YOUR TASKS >>
(a) Answer these questions using the article on Zapata Quantum's restructuring:
(i) With which firm did Zapata sign the Forward Purchase Agreement?
(ii) At what price per share are the bridge financing notes convertible into common stock?
(iii) What exercise price do the stock options issued to the two advisors carry?
(b) Using the article on Zapata Quantum's restructuring, list every field in which the company is targeting commercial growth.
(c) Continue the article on Zapata Quantum's restructuring from its last sentence.

Insider Brief
- Zapata Computing Holdings Inc. filed with the SEC in October 2024 to cease operations after defaulting on a financing agreement with Sandia Investment Management.
- In 2025, the company reemerged as Zapata Quantum, completing $3 million in bridge financing and converting more than $10 million of debt to equity.
- The restructuring secured over 50 patents and protected intellectual property developed over seven years.
- The company is rebuilding operations, pursuing uplisting to a national exchange, and targeting commercial growth in cryptography, pharmaceuticals, manufacturing, and defense.
Zapata Computing Holdings Inc., which ceased operations in 2024 after defaulting on financial obligations, has reemerged under the name Zapata Quantum, Inc. and announced progress on a restructuring plan designed to stabilize its balance sheet and preserve its intellectual property portfolio.
In October 2024, Zapata filed an 8-K with the Securities and Exchange Commission indicating that its board had approved a plan to wind down operations, terminate most employees, and address financial obligations after it was unable to meet terms of a Forward Purchase Agreement with Sandia Investment Management LP. The agreement, signed in March 2024, allowed Sandia to accelerate a $2.5 million payment obligation if Zapata’s stock traded below $1.00 for 20 out of 30 consecutive days, a threshold the company crossed in the fall of that year.
The filing formalized Zapata’s wind-down and cessation of operations, but in the months that followed, the company initiated a restructuring process, raising new capital and converting significant amounts of debt into equity to avoid liquidation of its assets.

Today, Zapata Quantum announced in a news release that it had completed a $3 million senior secured convertible bridge financing, including participation from institutional investors and insiders. According to the company, proceeds were used to repay about half of its outstanding senior secured debt, while more than $10 million in additional debt was converted into equity. The financing was structured as promissory notes bearing 10% annual interest, convertible into common stock at $0.04 per share, and included warrants with five-year terms.
The restructuring has allowed Zapata Quantum to retain its intellectual property portfolio, which includes more than 50 patents developed over seven years as a quantum software company. The company also said it had reestablished compliance work by appointing a public accounting firm to help it catch up on missed filings with the SEC, with the goal of returning to full compliance by the fourth quarter of 2025.
Zapata Quantum, Inc. also announced it issued 8.5 million stock options to two of its advisors, according to TipRanks. The options carry an exercise price of $0.01 per share and will vest across four years. Under specific change-of-control conditions, the vesting could be accelerated, a provision that may influence both the company’s advisory arrangements and its ability to adapt strategically.

(Dataset entries)
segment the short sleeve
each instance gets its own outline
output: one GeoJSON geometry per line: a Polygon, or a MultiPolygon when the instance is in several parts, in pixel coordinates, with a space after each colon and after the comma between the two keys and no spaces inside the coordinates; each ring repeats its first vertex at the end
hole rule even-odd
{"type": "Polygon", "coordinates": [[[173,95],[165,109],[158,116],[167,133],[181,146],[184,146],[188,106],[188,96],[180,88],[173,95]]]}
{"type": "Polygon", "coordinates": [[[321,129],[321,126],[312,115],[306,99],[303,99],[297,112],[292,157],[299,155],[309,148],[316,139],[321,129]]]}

ANSWERS FOR THE TASKS >>
(a)
(i) Sandia Investment Management LP
(ii) $0.04 per share
(iii) $0.01 per share

(b) cryptography, pharmaceuticals, manufacturing, defense

(c)
Quantum Re-re-brand
The rebranding to Zapata Quantum suggests a shift in focus to application development and commercialization. The company emphasized its position as a hardware-agnostic software developer, citing its past participation in all technical areas of the Defense Advanced Research Projects Agency’s Quantum Benchmarking program and its prior work with corporate customers such as BP, BASF, and BBVA.
“The successful completion of this first phase of our restructuring plan is a significant milestone and establishes a foundation to allow us to begin executing on our strategic growth initiatives. The completed financing strengthens our capital structure, protects our core intellectual property, and aligns our stakeholders as we enter our growth-ready stage,” said Sumit Kapur, Chief Executive Officer of Zapata Quantum. “It’s a clear vote of confidence in our strategy from high-quality investors, a number of which are highly respected investors known for their successful investments in the quantum computing sector, and who clearly appreciate the scale of the opportunity to continue our legacy as a leading pure-play hardware-agnostic quantum computing software company.”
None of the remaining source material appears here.